TEXT PROVIDED =>
● ● ●
I got all of the wood stacked and tarped, and rigged lights on our stairs.  This is part Christmas aesthetic and part safety feature.  You can see our stairs are kind of scary.

Now it has been melty and drippy for a few days.  This has made the stairs much better, but our woodland "luge run" a bit worse.

Sara had a sledding party last night, so she was anxious about it; but judging by the pink, gasping faces and soaked mittens, a good time was had by all.  I like this kind of party:  Sara told me all I had to do was make dinner!  She invited five kids and Nate invited a couple of friends to keep him company, so nine kids, total.  

Sara's boyfriend, picture-perfect Nick, was in attendance.  Maria once asked me to describe him and give her an idea of what he is like.  It's very hard for me.  He is a darkly handsome, tall, polite non-entity.  He has yet to engage me in conversation.  I overhear bits and pieces of his conversations with others, which just confirm my assumptions:  he's very conservative.  Last night, in discussing gay marriage in Utah, which is legal since the courts overturned the state's marriage law two days ago ("Toto!  I don't think we're in Kansas any more!"), he told Sara and the other kids, "Well, if gays are allowed to marry, what will happen if there is some kind of crisis and only gays are getting married, and then no one will have children and there won't be any more people!"  HAHAHAHAHAH!  OK, I didn't laugh... I said not one word and kept at my self-appointed task of cleaning out the fridge, but with my ears perked up to hear how the other kids would respond.  Better that he have the (oh-my-god-I-can't-even-count-how) many logical fallacies of that statement pointed out to him by someone in his peer group.   Sara's friend Mo did the honors, and I kept my head down, snorting.
● ● ●
DATA LINES =>
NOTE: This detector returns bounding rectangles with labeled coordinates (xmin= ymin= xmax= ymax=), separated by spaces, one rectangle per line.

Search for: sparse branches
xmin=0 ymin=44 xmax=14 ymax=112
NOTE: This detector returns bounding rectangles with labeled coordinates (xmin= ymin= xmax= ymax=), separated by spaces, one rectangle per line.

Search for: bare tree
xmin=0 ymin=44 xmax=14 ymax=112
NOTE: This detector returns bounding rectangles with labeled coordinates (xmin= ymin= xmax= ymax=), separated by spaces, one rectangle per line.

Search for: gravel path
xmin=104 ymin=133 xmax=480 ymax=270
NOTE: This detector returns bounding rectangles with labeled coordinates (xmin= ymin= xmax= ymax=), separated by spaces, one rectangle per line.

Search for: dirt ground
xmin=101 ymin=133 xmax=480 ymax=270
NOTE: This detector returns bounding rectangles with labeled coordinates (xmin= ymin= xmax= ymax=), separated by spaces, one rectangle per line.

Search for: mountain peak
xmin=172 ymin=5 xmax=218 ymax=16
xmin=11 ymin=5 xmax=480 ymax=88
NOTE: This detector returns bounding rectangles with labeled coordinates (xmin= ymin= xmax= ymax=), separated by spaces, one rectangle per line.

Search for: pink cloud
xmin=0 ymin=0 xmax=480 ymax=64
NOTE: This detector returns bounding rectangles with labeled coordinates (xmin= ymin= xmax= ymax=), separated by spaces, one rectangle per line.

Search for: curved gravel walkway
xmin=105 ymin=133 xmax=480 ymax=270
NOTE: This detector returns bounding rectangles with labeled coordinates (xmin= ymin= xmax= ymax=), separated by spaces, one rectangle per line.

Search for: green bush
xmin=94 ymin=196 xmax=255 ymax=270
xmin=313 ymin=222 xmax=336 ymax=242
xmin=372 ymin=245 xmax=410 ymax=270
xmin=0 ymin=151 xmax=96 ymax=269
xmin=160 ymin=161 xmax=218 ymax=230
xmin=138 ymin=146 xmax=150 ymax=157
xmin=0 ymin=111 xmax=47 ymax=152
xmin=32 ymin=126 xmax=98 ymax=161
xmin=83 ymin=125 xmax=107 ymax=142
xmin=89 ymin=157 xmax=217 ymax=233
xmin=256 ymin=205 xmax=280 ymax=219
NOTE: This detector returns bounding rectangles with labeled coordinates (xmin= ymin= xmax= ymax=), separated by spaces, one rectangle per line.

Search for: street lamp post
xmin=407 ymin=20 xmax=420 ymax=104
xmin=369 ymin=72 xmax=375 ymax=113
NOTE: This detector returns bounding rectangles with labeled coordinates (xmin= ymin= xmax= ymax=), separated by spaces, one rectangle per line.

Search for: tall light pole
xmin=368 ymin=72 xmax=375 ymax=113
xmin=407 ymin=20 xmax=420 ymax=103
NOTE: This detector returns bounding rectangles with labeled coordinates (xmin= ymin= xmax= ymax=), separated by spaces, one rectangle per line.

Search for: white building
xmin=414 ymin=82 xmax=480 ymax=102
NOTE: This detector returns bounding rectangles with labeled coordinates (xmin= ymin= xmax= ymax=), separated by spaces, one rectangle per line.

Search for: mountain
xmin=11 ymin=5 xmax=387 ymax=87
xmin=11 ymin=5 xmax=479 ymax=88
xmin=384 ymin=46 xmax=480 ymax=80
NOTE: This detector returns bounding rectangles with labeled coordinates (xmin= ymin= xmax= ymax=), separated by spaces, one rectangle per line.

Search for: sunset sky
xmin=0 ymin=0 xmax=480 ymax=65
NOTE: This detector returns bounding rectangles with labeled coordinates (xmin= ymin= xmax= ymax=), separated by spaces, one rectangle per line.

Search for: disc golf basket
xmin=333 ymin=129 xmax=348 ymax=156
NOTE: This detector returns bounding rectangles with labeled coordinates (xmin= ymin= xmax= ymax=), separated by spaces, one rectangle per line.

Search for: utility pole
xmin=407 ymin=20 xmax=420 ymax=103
● ● ●
AIM 1 => In the blog entry about the sledding party, how many kids were there in total?
AIM 2 => Pick up the blog entry about the sledding party after its final sentence and continue it.

TASK OUTPUT 1 => Nine kids.

TASK OUTPUT 2 =>
At any rate, Maria, I keep my ears and eyes open and my mouth shut, for now.  

The kids came, they sledded, they played a lot of ping pong (and "Sting-Pong": when you lose, you get smacked with the paddle), they "chilled"... They ATE!!  I cooked a BOX and  a HALF of PASTA!  They ate it all.  I had them lined up down both sides of the big farmhouse table, and Chuck and I huddled like refugees at the kitchen counter.  I advocated on behalf of salad, and asked for particulars about the state of the luge run, but otherwise stayed out of the fray.

It was fun.  Fun to let Sara figure out the evening and the people on her own.  And it feels good that she loves having friends at our place and effortlessly refers to Chuck as her step dad.  

And while this hullabaloo was going on, I not only cleaned out the fridge, but did the ironing.  Quite a party!

4 comments:

  1. Cricket, ironing the fridge. Whoops I meant to write, crikey, ironing and cleaning the fridge out(!) not bad hey!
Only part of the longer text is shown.